### [Textauszug]
»»
Multiple Sklerose (MS) ist eine chronisch-entzündliche Erkrankung des zentralen Nervensystems, die durch ein Fehlverhalten der körpereigenen Abwehrzellen ausgelöst wird. Diese Krankheit betrifft hauptsächlich junge Erwachsene und manifestiert sich durch vielfältige neurologische Symptome. Weltweit gibt es fast drei Millionen Menschen mit MS, über 280.000 davon in Deutschland. Frauen sind häufiger betroffen als Männer, und zwar im Verhältnis 2:1.
Ursachen der Multiplen Sklerose
Die genauen Ursachen der Multiplen Sklerose sind bis heute nicht vollständig geklärt. Es handelt sich um eine Autoimmunerkrankung, bei der das Immunsystem fälschlicherweise die Myelinscheiden der Nervenfasern im Gehirn und Rückenmark angreift. Fachleute gehen davon aus, dass bei bestehender genetischer Veranlagung in früher Kindheit ein Krankheitsprozess ausgelöst wird. Dieser kann folgenlos bleiben oder durch äußere Umwelteinflüsse zum vollständigen Ausbruch der Krankheit führen.
««
### [Aufgabe]
Schreiben Sie aus dem Textauszug alles von „Multiple Sklerose (MS)“ bis hinunter zu „im Verhältnis 2:1.“ wortgetreu ab. Die Zeilen unten sind eigenständiges Material und gehören nicht zum Textauszug.

### [Gespeicherte Dateneinträge]
»»
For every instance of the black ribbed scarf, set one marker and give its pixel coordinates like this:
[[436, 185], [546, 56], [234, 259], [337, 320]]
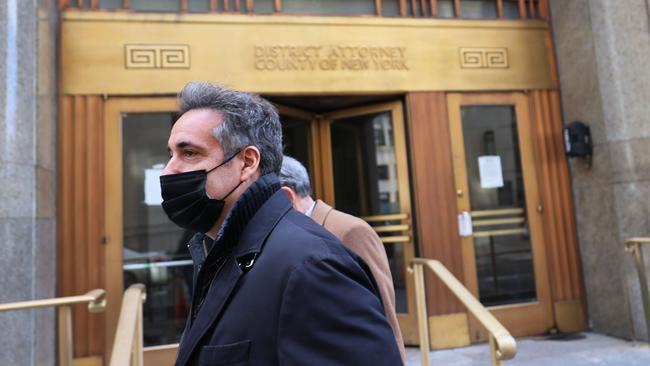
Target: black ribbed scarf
[[244, 209]]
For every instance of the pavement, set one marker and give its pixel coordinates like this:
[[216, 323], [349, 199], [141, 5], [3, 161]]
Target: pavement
[[574, 349]]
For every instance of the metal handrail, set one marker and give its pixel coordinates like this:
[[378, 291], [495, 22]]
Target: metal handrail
[[128, 343], [502, 344], [633, 246], [96, 300]]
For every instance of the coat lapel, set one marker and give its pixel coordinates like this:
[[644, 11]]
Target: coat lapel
[[226, 280], [212, 307]]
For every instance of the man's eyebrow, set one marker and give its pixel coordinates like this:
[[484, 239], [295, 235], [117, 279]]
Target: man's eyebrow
[[184, 144]]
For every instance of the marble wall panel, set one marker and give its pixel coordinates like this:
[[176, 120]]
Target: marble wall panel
[[621, 36], [603, 258]]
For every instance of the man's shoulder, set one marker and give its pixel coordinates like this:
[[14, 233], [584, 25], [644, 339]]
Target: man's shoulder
[[297, 238], [343, 224]]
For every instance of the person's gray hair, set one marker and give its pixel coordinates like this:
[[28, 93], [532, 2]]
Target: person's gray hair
[[247, 120], [294, 175]]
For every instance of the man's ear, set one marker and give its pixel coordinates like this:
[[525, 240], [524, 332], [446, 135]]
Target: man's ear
[[292, 195], [251, 157]]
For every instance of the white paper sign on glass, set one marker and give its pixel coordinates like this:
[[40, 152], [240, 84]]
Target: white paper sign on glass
[[491, 174], [465, 224], [152, 195]]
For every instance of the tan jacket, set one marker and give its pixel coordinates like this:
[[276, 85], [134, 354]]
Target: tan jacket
[[358, 236]]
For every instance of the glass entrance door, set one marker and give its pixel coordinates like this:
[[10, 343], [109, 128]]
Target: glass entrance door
[[499, 210], [357, 163], [365, 174], [143, 247]]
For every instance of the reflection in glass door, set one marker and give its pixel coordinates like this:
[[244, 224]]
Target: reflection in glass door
[[154, 251], [497, 194], [499, 206], [366, 175]]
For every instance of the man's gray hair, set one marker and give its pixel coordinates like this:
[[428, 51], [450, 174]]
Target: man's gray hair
[[294, 175], [248, 120]]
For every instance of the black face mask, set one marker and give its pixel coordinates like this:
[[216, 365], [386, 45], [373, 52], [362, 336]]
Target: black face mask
[[186, 201]]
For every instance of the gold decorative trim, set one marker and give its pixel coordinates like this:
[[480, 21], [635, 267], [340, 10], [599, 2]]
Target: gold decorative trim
[[484, 58], [156, 56]]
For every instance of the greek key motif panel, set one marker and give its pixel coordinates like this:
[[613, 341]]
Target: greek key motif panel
[[484, 58], [153, 56]]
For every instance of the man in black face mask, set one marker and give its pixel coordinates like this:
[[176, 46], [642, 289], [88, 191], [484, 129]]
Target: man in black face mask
[[271, 286]]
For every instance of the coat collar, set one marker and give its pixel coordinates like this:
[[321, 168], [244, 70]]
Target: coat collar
[[250, 243], [321, 210]]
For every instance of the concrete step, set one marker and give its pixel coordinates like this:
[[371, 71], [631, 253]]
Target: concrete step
[[576, 350]]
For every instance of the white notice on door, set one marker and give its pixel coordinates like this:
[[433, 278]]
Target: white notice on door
[[489, 167], [152, 195]]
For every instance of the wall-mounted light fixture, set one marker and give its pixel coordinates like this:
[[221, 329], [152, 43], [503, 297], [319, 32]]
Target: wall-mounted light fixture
[[577, 141]]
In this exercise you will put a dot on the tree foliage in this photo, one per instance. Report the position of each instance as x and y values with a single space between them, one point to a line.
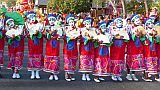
66 6
135 6
9 3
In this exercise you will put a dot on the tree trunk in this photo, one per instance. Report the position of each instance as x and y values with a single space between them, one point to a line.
123 7
113 5
146 8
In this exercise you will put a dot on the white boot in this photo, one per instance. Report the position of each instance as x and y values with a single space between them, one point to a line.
114 78
102 79
37 74
18 76
32 74
97 80
55 77
87 77
51 77
119 78
134 77
158 80
14 75
83 77
129 77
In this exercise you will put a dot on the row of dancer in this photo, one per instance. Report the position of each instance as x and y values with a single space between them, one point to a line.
102 50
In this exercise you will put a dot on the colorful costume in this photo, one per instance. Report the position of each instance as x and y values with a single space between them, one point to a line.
157 28
70 47
52 59
87 50
150 48
35 44
15 41
2 35
102 62
135 58
117 50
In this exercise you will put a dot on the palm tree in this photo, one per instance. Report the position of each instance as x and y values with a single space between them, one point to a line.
113 5
123 7
146 8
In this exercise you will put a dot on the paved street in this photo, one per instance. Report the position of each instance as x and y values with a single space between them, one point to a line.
««
### [Ausgabe]
Multiple Sklerose (MS) ist eine chronisch-entzündliche Erkrankung des zentralen Nervensystems, die durch ein Fehlverhalten der körpereigenen Abwehrzellen ausgelöst wird. Diese Krankheit betrifft hauptsächlich junge Erwachsene und manifestiert sich durch vielfältige neurologische Symptome. Weltweit gibt es fast drei Millionen Menschen mit MS, über 280.000 davon in Deutschland. Frauen sind häufiger betroffen als Männer, und zwar im Verhältnis 2:1.